Stored data entries

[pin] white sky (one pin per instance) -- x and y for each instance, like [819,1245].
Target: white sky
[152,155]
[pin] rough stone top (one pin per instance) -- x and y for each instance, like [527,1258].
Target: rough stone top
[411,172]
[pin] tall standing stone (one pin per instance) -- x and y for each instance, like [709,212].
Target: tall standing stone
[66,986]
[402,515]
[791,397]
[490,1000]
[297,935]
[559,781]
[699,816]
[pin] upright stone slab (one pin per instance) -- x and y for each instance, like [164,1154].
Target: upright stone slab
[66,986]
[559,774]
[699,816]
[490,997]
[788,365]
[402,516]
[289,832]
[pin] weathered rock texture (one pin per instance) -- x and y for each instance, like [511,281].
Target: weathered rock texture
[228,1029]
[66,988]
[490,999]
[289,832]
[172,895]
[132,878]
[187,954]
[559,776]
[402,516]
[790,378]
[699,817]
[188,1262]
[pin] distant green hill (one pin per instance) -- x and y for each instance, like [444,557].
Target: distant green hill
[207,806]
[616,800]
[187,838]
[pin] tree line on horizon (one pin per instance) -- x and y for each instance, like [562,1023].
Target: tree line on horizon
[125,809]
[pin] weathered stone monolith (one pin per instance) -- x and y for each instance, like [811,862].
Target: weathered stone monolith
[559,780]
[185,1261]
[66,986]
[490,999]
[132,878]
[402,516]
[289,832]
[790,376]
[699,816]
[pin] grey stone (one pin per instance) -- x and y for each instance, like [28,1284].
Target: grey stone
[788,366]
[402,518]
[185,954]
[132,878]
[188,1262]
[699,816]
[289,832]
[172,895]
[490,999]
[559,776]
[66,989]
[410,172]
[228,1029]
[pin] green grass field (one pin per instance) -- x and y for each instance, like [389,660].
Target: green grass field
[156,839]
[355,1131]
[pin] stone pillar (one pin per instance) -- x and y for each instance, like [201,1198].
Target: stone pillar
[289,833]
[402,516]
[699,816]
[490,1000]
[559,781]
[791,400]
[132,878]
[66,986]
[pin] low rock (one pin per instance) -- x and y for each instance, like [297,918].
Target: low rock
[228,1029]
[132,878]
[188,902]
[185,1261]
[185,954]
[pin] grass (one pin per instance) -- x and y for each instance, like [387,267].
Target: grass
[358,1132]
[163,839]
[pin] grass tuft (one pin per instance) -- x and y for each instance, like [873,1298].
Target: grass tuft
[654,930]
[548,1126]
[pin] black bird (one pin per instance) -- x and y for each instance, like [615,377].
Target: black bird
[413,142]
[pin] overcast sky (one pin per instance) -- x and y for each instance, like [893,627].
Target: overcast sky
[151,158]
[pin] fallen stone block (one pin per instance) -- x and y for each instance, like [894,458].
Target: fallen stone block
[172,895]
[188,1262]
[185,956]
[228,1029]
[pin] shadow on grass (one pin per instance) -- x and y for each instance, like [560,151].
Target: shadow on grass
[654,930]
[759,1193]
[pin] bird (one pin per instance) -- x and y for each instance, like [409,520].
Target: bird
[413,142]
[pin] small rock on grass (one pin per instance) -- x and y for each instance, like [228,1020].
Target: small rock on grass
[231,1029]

■ Aim of the task ■
Please output the complete set of records above without any alteration.

■ Result ■
[pin] white sky (one pin per instance) -- x and y for each instance, like [819,1245].
Target: white sky
[152,155]
[pin] rough stone top (one pin per instance) -- x and y for each instance, like [527,1258].
Target: rough stone top
[411,172]
[pin] tall standing stone (one pin per instance) -- x and y for each instance, like [709,212].
Target: tall standing stone
[66,986]
[402,515]
[791,397]
[490,1000]
[297,935]
[559,781]
[699,816]
[pin] upright stone slab (one pin per instance) -- x and y for each instance, like [164,1154].
Target: upright stone slab
[66,986]
[559,774]
[699,816]
[490,997]
[788,365]
[402,516]
[289,832]
[pin] weathered rock texture (one pin per instance) -- x and y for each instance, like [511,281].
Target: weathered rock texture
[228,1029]
[66,988]
[490,999]
[289,832]
[172,895]
[132,878]
[187,954]
[559,776]
[402,516]
[790,378]
[699,817]
[188,1262]
[pin] distant green hill (one pin per instance) -- x and y for each instance, like [444,557].
Target: distant green hill
[207,806]
[616,800]
[187,838]
[pin] tree line on horizon (one pin per instance) -- x and y for each instance, like [562,1023].
Target: tree line on horizon
[125,809]
[pin] weathered stone monolith (one pin per instance) -- x and y for each instance, like [811,862].
Target: weathered stone monolith
[559,780]
[185,1261]
[66,986]
[490,999]
[132,878]
[402,516]
[289,832]
[790,376]
[699,816]
[pin] grey stone (one pin per instance) -- x and y for each instance, like [28,1284].
Target: grey stone
[788,366]
[402,518]
[185,954]
[132,878]
[188,1262]
[699,816]
[289,832]
[172,895]
[490,999]
[559,776]
[66,989]
[410,172]
[228,1029]
[pin] green grass field (one pin per instance) -- x and y for each instance, like [389,660].
Target: green grass field
[156,839]
[355,1131]
[pin] stone pillar (one pin per instance) -- x and y for each instance, like [201,1198].
Target: stone pillar
[289,833]
[402,516]
[699,816]
[490,1000]
[559,781]
[791,400]
[132,878]
[66,986]
[pin] low rock (one pin per instance) -- x and y for each instance, like [297,918].
Target: low rock
[228,1029]
[132,878]
[188,902]
[185,1261]
[185,954]
[pin] grass (one pin per instance) -- x and y for each instance, like [387,267].
Target: grass
[358,1132]
[163,839]
[pin] grass tuft (one pin per instance) -- x and y for each instance, like [873,1298].
Target: grass tuft
[654,930]
[548,1126]
[pin] black bird (one pin per instance) -- x and y for each instance, like [615,377].
Target: black bird
[413,142]
[pin] overcast sky (one pin per instance) -- x and y for each instance, like [893,627].
Target: overcast sky
[151,158]
[pin] fallen stone block (one pin per instance) -- x and y for each instance, like [894,458].
Target: fallen stone block
[172,895]
[188,1262]
[185,956]
[228,1029]
[pin] shadow on grass (one pin per instance) -- x and y for each instance, like [560,151].
Target: shadow on grass
[654,930]
[759,1193]
[pin] bird (one pin per instance) -- x and y for each instance, like [409,520].
Target: bird
[413,142]
[pin] small rock on grass (one pin per instance) -- x and y for each instance, like [228,1020].
Target: small rock on grass
[231,1029]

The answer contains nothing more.